## YOUR GOAL
Print every entry exactly as written and exclude all images.

## Point-per-instance localization data
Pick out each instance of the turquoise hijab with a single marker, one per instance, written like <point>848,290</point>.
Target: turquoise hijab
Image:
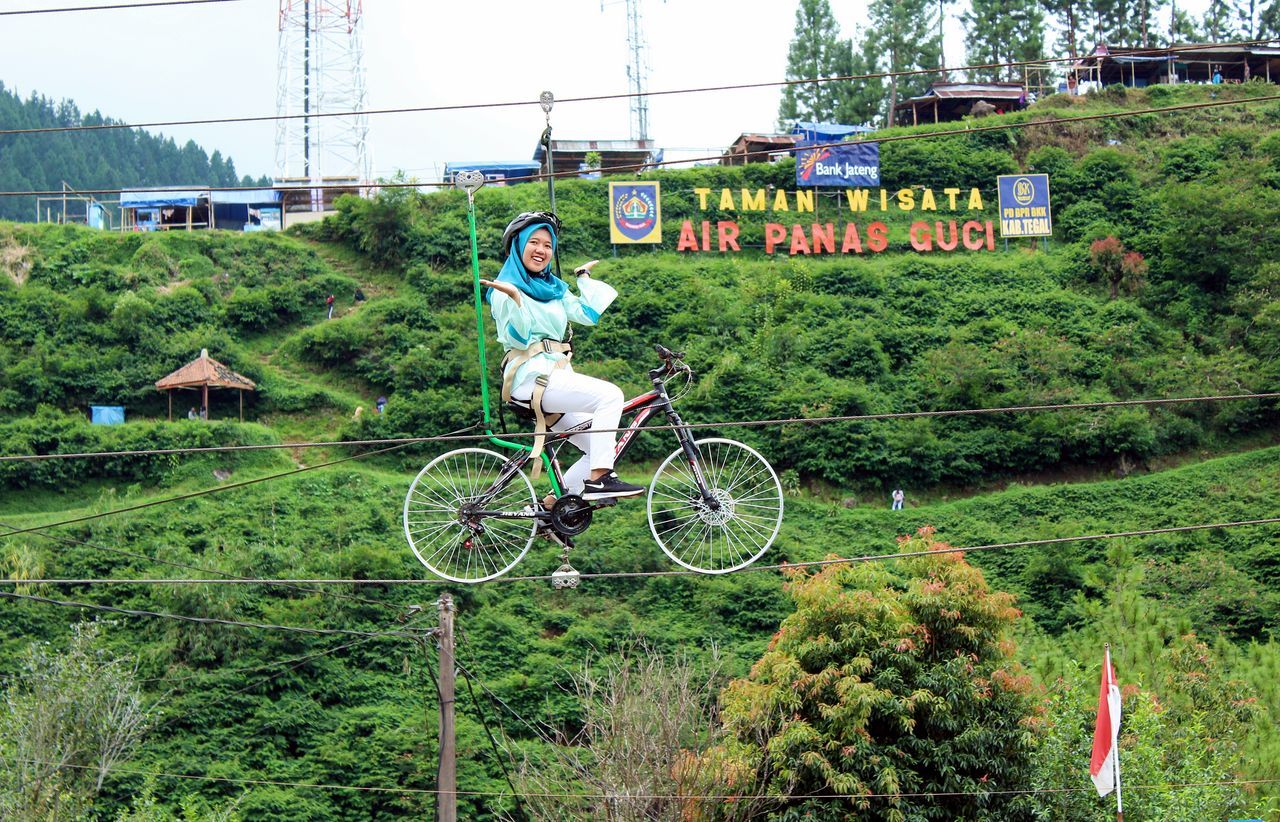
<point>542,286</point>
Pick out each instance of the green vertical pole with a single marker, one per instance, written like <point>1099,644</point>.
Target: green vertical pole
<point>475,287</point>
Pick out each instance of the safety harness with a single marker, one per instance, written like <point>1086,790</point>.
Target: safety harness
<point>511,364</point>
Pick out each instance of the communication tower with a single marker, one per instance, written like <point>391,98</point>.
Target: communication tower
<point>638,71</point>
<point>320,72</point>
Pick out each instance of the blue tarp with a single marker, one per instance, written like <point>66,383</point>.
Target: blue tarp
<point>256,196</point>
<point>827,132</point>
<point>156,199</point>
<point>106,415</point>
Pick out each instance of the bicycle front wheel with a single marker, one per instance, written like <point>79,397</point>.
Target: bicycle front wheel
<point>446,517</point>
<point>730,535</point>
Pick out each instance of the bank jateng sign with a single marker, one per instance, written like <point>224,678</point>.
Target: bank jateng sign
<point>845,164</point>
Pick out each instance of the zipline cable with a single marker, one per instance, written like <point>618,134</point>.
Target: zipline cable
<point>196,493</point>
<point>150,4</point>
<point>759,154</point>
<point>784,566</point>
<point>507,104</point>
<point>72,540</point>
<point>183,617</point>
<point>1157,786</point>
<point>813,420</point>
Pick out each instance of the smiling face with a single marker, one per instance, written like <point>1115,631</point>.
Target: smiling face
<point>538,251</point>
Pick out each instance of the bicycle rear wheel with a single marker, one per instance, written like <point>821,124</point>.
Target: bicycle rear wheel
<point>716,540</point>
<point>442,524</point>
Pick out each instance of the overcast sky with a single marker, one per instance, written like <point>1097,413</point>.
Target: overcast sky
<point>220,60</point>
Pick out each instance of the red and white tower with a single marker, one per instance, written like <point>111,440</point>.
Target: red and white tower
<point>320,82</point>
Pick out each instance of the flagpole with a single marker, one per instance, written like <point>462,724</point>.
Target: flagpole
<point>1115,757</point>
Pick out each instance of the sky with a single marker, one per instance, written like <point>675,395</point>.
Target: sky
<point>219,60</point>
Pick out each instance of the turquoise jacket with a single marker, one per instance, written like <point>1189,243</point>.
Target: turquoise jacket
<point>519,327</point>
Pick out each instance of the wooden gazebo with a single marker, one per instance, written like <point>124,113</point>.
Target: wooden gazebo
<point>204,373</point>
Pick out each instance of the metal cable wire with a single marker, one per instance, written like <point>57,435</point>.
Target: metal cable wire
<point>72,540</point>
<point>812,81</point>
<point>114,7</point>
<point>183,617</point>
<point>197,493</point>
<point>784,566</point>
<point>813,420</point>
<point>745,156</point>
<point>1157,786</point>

## OUTPUT
Pick out each instance of the turquoise hijab with a single marker, one per instance, written like <point>848,290</point>.
Target: turquoise hijab
Image:
<point>542,286</point>
Pick out each instance of the green vertical pole with a single marker, one per instance, written like <point>1099,644</point>.
Target: green vertical pole
<point>475,287</point>
Pick out each instance of the safety harness with a single marker, one per instance, written like <point>1086,790</point>.
Target: safety harness
<point>511,364</point>
Pick out each instance of the communication tower with a single marker, one per instance, written like <point>391,98</point>.
Target: communication tower
<point>638,71</point>
<point>320,72</point>
Pick out each instance of the blue tarp with a single marker, one per instance, written like <point>66,383</point>.
Target: blue tarp
<point>256,196</point>
<point>827,132</point>
<point>156,199</point>
<point>106,415</point>
Pick out each instance of the bicycle front wheel with a single marker, one per instance, written like <point>79,397</point>.
Target: bicycle front wheel
<point>446,517</point>
<point>730,535</point>
Pick out each instance of the bank jateng sign with a single marker, one per instance, written like <point>224,678</point>.
Target: bank jateng sign
<point>845,164</point>
Pick out each instance of the zipline cable with a single marker, one per instance, written like <point>618,134</point>.
Target: zipline cable
<point>196,493</point>
<point>150,4</point>
<point>759,154</point>
<point>784,566</point>
<point>507,104</point>
<point>72,540</point>
<point>183,617</point>
<point>1157,786</point>
<point>813,420</point>
Pick out each instance of the smiling face with a single marker, one per instance, written like <point>1115,631</point>.
Target: smiling face
<point>538,251</point>
Pick out each instance of the bicycle rear wheel with a single marker, one per instance, written like <point>821,124</point>.
Target: bicycle rear wheel
<point>716,540</point>
<point>442,524</point>
Pick out each instance of the overcast sky with a single marker, one per instance, written like <point>1097,413</point>.
Target: overcast sky
<point>220,60</point>
Pick out each instance of the red and white tower with a single marker, one per instance, written like <point>111,440</point>.
Target: red and white tower
<point>320,82</point>
Pick out each instance of the flagpole with a single marker, one per instance, written like <point>462,724</point>.
Target: flagpole
<point>1115,757</point>
Pick out each instance of the sky with a single marker, one per instance, written like <point>675,395</point>.
Target: sky
<point>219,60</point>
Pick out each instance of the turquoise jacket with a single marker, one per instance, written like <point>1189,243</point>.
Target: turquoise jacket
<point>519,327</point>
Pick out each instance of the wooden gazebo with a single marker, one per instance, written like <point>124,113</point>.
Target: wooden gazebo
<point>204,373</point>
Pick out each instance of the metal cable wire with a single marker, one per instance, written like <point>57,435</point>.
Target: metal cable wire
<point>72,540</point>
<point>812,81</point>
<point>114,7</point>
<point>183,617</point>
<point>197,493</point>
<point>784,566</point>
<point>813,420</point>
<point>745,156</point>
<point>1157,786</point>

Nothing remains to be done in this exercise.